WORK INSTRUCTIONS = List every line of the rows below that contains the word "mariners", copying each such line in full.

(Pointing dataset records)
^^^^^^^^

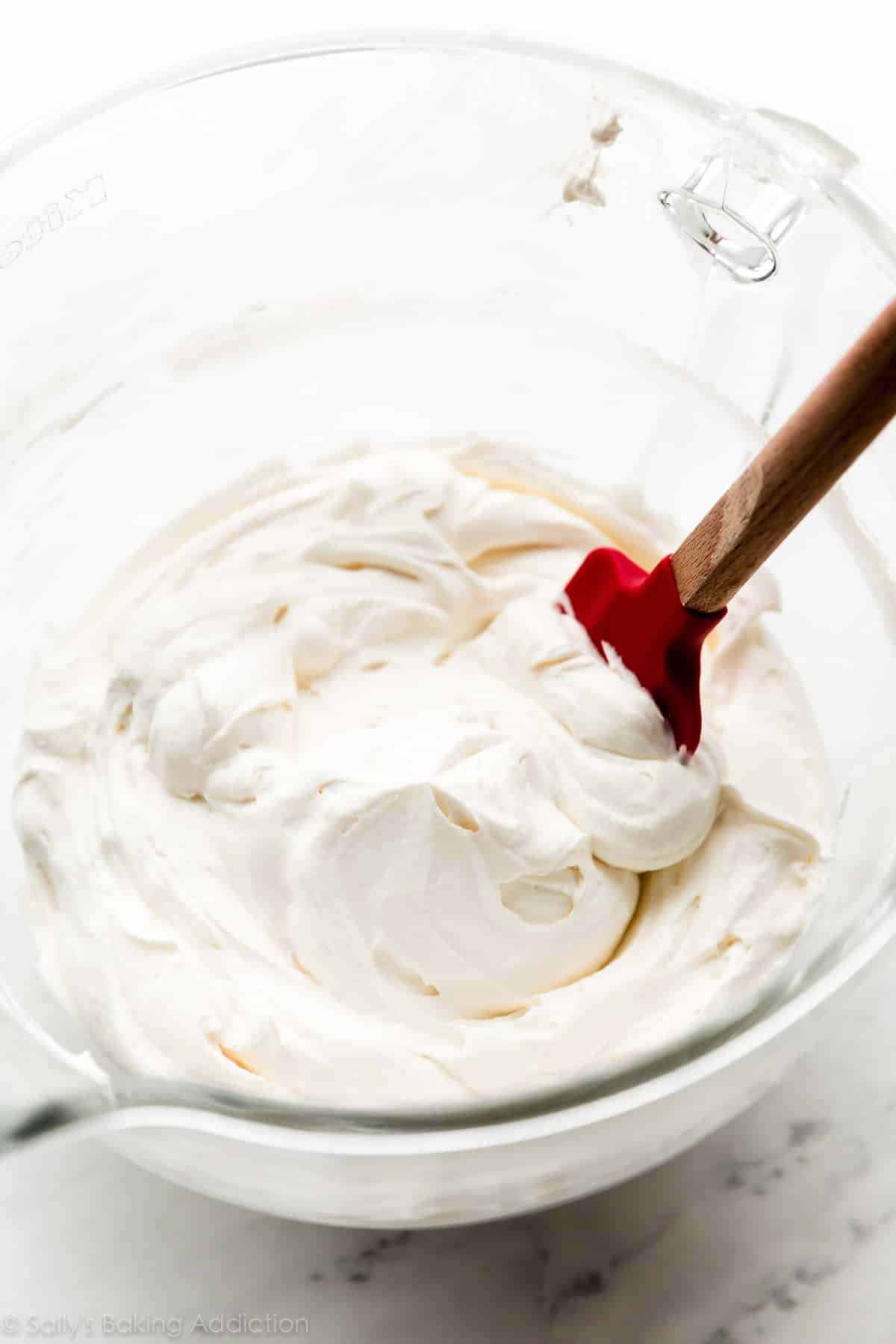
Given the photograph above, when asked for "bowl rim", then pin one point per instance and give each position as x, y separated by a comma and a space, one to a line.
563, 1108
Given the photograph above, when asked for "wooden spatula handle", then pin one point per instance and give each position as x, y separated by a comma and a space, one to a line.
795, 468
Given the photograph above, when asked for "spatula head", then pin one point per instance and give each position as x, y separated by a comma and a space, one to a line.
640, 615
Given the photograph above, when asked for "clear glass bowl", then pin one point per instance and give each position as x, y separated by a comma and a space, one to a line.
383, 237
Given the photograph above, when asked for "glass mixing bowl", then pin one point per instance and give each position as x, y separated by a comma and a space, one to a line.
299, 245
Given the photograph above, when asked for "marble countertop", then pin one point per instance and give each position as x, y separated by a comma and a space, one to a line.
780, 1228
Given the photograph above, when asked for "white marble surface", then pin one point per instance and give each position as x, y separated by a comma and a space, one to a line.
781, 1228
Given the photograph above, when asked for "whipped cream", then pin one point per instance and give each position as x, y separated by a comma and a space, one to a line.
327, 797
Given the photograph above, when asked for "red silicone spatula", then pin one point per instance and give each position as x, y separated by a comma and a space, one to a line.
657, 621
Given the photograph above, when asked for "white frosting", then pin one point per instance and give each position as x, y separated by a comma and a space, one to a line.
327, 796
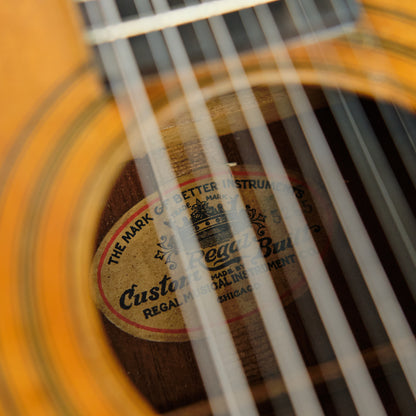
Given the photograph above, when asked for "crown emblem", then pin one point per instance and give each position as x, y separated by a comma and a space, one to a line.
209, 223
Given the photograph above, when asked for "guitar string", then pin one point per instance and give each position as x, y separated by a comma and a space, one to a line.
340, 245
266, 292
207, 44
359, 382
374, 274
400, 128
341, 249
289, 352
230, 373
394, 320
170, 18
294, 133
382, 187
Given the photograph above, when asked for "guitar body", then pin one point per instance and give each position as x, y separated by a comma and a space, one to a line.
67, 177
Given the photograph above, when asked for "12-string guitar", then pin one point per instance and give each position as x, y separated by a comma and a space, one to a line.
208, 207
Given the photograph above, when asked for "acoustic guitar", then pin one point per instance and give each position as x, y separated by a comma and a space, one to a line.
208, 207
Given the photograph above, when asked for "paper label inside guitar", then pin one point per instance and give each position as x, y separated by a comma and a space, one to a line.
143, 278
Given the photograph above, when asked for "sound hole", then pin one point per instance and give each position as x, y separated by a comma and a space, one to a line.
167, 374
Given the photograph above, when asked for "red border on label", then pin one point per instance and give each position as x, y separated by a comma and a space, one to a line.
137, 213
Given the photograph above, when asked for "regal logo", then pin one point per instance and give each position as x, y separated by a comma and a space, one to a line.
212, 225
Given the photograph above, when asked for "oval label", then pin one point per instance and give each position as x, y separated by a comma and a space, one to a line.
141, 280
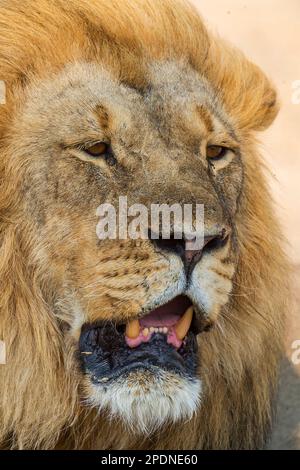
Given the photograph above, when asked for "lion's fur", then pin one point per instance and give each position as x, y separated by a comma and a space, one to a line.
39, 404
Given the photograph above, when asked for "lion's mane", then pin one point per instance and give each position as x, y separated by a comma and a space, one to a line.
39, 387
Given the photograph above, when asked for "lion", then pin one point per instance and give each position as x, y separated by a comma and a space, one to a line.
134, 343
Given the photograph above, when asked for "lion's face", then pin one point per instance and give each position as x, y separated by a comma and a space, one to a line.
127, 303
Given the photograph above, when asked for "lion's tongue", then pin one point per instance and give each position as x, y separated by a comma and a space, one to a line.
173, 319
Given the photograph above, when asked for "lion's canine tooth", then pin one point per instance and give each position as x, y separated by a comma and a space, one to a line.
183, 325
132, 329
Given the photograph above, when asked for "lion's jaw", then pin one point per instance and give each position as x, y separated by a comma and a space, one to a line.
111, 282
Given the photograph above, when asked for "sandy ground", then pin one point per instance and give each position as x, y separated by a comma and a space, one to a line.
268, 31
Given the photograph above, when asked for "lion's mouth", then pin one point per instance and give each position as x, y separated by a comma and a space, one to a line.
165, 338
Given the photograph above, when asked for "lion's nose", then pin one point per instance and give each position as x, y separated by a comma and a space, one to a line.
187, 249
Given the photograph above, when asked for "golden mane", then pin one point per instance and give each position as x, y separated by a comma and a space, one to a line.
39, 404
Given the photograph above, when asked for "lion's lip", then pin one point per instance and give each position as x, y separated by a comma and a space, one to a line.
167, 314
172, 320
106, 355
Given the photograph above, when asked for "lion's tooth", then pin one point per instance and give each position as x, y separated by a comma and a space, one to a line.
183, 325
132, 329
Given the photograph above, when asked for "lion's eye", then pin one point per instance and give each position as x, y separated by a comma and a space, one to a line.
216, 152
97, 150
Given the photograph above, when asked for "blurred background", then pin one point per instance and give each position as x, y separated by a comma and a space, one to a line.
268, 31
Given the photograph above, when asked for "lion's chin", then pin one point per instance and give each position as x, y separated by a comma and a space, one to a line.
148, 381
146, 400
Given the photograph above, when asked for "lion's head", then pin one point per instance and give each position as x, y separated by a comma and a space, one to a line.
134, 100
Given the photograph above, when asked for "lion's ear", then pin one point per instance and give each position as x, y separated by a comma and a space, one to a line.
246, 91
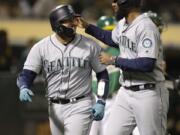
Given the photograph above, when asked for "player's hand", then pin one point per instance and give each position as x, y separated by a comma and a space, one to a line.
25, 94
98, 110
81, 23
105, 58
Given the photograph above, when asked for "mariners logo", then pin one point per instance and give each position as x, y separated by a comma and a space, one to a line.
147, 43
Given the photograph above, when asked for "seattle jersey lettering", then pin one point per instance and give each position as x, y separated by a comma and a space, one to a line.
127, 43
59, 64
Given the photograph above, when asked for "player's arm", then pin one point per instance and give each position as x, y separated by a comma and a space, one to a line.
143, 64
103, 84
31, 68
138, 64
102, 35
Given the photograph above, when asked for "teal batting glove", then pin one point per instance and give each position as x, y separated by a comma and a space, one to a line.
98, 110
25, 94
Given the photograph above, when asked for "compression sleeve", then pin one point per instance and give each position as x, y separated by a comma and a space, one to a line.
103, 84
139, 64
26, 78
102, 35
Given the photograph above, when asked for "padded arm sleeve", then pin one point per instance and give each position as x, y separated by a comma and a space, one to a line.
102, 35
103, 84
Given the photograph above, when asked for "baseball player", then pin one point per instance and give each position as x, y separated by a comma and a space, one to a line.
142, 100
98, 127
67, 60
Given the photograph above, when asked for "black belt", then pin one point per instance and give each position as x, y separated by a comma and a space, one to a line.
141, 87
65, 101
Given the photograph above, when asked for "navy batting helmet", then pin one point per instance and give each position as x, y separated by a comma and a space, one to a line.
128, 4
59, 14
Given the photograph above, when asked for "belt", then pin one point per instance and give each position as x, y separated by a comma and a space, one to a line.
65, 101
141, 87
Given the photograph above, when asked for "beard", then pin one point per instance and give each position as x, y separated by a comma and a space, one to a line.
121, 13
66, 32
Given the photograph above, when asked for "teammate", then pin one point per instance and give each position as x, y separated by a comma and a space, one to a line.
159, 22
98, 127
142, 100
67, 59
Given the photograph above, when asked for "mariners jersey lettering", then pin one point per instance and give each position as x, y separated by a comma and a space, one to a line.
141, 38
68, 69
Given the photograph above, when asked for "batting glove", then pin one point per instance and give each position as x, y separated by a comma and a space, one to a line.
25, 94
98, 110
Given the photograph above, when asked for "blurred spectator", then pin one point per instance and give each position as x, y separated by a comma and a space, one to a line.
36, 8
6, 56
9, 8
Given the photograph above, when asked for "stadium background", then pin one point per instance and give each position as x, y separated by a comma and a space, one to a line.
23, 28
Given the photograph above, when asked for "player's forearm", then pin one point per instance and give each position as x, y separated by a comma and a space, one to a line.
102, 35
138, 64
26, 78
103, 84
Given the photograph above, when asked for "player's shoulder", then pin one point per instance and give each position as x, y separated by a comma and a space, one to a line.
145, 23
42, 42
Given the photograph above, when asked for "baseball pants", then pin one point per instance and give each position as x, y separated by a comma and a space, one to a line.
146, 109
71, 119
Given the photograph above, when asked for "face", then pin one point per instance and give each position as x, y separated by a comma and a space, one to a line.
70, 24
118, 11
115, 6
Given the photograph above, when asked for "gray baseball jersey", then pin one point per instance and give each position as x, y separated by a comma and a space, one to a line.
146, 108
67, 68
139, 39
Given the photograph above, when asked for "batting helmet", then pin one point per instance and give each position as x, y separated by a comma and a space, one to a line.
106, 22
58, 15
128, 4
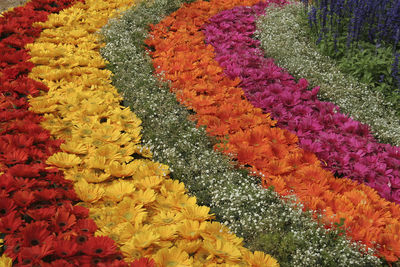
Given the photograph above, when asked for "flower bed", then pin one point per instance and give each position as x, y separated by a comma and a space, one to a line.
129, 197
179, 52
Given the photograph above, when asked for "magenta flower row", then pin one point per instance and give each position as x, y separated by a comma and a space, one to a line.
345, 146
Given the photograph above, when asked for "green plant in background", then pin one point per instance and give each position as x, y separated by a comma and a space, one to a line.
284, 35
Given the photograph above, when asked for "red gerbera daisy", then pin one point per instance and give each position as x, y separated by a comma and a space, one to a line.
63, 220
58, 263
24, 198
100, 246
86, 226
40, 213
65, 248
80, 212
6, 206
10, 223
21, 170
143, 262
36, 234
32, 256
15, 156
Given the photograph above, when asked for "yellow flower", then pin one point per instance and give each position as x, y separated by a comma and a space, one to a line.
144, 239
172, 257
166, 217
63, 160
145, 196
122, 170
43, 104
74, 148
132, 212
109, 151
5, 261
88, 192
223, 250
202, 257
189, 246
217, 231
96, 162
153, 182
195, 212
126, 230
259, 259
191, 230
118, 189
167, 232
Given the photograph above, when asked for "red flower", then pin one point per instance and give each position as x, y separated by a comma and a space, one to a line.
22, 170
6, 206
65, 248
58, 263
86, 226
63, 220
7, 183
35, 234
100, 246
45, 194
80, 212
143, 262
10, 223
15, 156
23, 198
32, 255
42, 213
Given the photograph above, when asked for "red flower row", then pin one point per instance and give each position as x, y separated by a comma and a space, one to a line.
37, 216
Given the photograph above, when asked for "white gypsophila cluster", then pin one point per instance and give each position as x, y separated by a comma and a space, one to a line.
235, 197
283, 37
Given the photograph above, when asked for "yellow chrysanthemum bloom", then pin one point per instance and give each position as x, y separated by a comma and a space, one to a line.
222, 250
259, 259
131, 200
167, 218
153, 182
63, 160
5, 261
88, 192
118, 189
191, 230
117, 169
75, 148
172, 257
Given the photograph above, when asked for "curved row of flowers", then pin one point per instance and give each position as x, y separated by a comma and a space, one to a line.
283, 36
37, 216
345, 146
265, 221
180, 54
130, 197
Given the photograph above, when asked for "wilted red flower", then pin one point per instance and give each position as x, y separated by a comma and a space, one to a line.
80, 212
6, 206
32, 255
39, 213
10, 222
23, 198
143, 262
36, 234
63, 220
21, 170
45, 194
86, 226
100, 246
65, 248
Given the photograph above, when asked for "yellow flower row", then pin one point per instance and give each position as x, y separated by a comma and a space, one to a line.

^^^^^^^^

ANSWER BELOW =
Given the photograph above, when asked for "mariners logo", then pin one point per instance and give each position as x, y separated by a comma and a space, one to a line.
Given the photograph above, when asked for "mariners jersey lettering", then pin one point per instance and give each position as x, y separated by a comma and a space, one to a line.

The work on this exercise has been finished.